• [Instructions for the task] Copy, from the data below, each line that has the word "post".

• [Input data]
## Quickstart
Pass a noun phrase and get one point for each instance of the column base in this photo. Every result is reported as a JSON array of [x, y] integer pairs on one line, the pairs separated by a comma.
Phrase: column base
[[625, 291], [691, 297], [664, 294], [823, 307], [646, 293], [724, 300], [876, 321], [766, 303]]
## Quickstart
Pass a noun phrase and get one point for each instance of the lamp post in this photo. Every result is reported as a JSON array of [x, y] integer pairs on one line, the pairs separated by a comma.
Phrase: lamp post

--

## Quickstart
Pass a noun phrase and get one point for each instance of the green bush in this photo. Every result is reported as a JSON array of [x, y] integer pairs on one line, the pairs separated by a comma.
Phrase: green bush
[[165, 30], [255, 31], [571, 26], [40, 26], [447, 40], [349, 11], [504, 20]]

==

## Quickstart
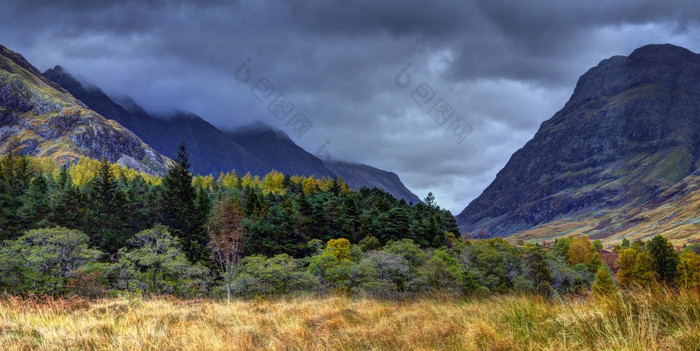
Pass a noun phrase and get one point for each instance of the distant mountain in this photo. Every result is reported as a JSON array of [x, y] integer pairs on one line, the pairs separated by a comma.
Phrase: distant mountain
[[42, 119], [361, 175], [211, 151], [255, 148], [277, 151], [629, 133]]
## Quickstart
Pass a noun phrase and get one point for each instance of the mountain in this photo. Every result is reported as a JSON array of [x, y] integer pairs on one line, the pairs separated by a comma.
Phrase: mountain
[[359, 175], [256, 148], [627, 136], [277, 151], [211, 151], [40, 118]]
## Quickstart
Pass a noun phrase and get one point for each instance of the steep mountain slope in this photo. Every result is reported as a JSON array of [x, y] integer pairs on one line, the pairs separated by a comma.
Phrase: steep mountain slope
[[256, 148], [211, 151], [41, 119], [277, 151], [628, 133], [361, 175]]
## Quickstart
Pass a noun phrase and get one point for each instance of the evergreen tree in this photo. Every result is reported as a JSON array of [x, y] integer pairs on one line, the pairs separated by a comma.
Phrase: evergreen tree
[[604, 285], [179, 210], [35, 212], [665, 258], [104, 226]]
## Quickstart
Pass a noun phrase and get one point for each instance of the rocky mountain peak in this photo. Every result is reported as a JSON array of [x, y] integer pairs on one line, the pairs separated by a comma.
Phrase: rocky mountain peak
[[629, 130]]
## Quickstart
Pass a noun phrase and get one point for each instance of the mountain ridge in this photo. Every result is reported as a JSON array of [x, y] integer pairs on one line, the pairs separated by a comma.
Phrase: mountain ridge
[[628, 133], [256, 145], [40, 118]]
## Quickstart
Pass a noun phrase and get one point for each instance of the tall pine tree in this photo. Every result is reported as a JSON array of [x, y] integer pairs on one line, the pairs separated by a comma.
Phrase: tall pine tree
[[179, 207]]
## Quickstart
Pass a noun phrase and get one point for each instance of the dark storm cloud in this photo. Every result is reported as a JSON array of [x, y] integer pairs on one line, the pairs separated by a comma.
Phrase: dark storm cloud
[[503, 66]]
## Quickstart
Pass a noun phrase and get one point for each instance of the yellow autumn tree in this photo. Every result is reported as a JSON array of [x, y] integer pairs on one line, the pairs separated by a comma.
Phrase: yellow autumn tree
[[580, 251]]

• [Result of the exercise]
Pass a noun phrase and get one point for each instance of the lamp post in this photo. Every result is reported as a JSON array of [x, y] integer pairs on one line, the pairs separated by a comma.
Phrase: lamp post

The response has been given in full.